··· Text to read

Western Norway University of Applied Sciences () or HVL is a Norwegian public institution of higher education, established in January 2017 through the merging of formerly independent colleges across five campuses: Bergen, Førde, Haugesund, Sogndal and Stord. Its oldest programs - teacher education in Stord - can be traced to 1839. The total number of students at HVL is about 16000, and there are 1800 academic and administrative staff. Its main campus is in the Kronstad neighborhood of Bergen, Norway.

Western Norway University of Applied Sciences provides professional education within health and social sciences, engineering, economic and administrative science, music and teaching. It offers education on the Bachelor and Master levels, continuing education, and on the Doctoral (PhD) level. Around 2700 students graduate with degrees from HVL every year.

In June, 2016, after more than one year of negotiations, the executive leadership of three west Norwegian higher education institutions – Bergen University College, Stord/Haugesund University College, and Sogn og Fjordane University College – officially announced their decision to merge. From 2017, the English name is Western Norway University of Applied Sciences (abbreviated according to the Norwegian name: HVL).

The founding Rector (President) was professor Berit Rokne, and in 2021 Gunnar Yttri, a historian, was appointed the institution’s Rector for the period 2021-2024.

······
··· Entries provided

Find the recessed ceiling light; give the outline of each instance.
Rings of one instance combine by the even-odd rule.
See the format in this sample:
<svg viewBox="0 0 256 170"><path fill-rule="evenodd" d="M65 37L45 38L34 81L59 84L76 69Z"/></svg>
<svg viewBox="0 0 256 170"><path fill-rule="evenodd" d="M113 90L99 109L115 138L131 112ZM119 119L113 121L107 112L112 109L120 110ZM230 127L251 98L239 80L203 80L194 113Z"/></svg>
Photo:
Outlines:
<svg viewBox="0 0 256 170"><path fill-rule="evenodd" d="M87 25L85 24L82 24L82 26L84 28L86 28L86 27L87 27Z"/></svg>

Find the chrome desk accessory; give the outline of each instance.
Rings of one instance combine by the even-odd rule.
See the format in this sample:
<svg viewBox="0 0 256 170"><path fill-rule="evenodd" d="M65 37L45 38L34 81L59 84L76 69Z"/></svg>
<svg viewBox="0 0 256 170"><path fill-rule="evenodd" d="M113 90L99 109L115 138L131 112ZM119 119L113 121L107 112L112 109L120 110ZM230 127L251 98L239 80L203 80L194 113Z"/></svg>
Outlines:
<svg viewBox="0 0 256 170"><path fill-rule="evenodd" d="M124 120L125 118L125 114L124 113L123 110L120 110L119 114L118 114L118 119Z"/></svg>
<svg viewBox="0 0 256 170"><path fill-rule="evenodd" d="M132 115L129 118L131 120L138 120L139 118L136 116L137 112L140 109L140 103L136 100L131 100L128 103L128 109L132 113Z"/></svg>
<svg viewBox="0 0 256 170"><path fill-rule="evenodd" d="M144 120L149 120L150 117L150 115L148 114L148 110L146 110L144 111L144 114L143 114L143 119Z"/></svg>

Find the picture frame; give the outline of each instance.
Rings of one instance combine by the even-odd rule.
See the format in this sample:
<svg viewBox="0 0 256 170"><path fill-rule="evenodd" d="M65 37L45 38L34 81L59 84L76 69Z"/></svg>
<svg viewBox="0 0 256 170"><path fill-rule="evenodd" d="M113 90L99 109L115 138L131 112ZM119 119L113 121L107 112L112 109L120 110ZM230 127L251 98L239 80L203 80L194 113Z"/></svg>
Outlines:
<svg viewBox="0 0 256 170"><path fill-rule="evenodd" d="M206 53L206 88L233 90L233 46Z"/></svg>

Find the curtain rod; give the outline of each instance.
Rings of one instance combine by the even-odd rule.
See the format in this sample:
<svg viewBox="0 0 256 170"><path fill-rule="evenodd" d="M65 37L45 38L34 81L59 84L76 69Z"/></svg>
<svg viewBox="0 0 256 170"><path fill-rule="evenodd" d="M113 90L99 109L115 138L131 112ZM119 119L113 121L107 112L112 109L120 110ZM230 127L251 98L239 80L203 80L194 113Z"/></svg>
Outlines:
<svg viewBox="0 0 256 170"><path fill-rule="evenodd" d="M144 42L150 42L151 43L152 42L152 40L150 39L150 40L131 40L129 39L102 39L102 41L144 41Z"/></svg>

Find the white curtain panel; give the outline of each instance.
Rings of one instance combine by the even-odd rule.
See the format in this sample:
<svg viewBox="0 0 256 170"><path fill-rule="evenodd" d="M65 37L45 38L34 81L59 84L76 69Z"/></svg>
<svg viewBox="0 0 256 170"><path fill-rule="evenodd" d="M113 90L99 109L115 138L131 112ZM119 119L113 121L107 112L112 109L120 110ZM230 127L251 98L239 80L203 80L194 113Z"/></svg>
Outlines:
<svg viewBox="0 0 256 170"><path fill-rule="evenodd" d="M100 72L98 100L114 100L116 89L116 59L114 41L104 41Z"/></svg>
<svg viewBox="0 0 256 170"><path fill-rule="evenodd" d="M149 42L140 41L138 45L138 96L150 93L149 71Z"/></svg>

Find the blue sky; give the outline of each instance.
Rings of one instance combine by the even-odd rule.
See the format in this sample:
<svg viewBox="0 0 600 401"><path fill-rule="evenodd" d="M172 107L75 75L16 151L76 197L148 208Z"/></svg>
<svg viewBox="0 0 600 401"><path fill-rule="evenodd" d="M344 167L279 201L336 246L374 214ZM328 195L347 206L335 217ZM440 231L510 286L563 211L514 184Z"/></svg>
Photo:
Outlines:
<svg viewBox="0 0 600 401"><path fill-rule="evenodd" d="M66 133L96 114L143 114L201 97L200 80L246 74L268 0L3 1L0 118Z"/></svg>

······

**Work instructions**
A – In the passage about Western Norway University of Applied Sciences, reproduce the text between "Western Norway University of Applied Sciences ()" and "of Bergen, Norway.", inclusive, substituting "locations" for "campuses".
B – Please render this sentence from the passage about Western Norway University of Applied Sciences in French: "Around 2700 students graduate with degrees from HVL every year."

**Answers per task**
A –
Western Norway University of Applied Sciences () or HVL is a Norwegian public institution of higher education, established in January 2017 through the merging of formerly independent colleges across five locations: Bergen, Førde, Haugesund, Sogndal and Stord. Its oldest programs - teacher education in Stord - can be traced to 1839. The total number of students at HVL is about 16000, and there are 1800 academic and administrative staff. Its main campus is in the Kronstad neighborhood of Bergen, Norway.

B – Environ 2700 étudiants obtiennent chaque année un diplôme de HVL.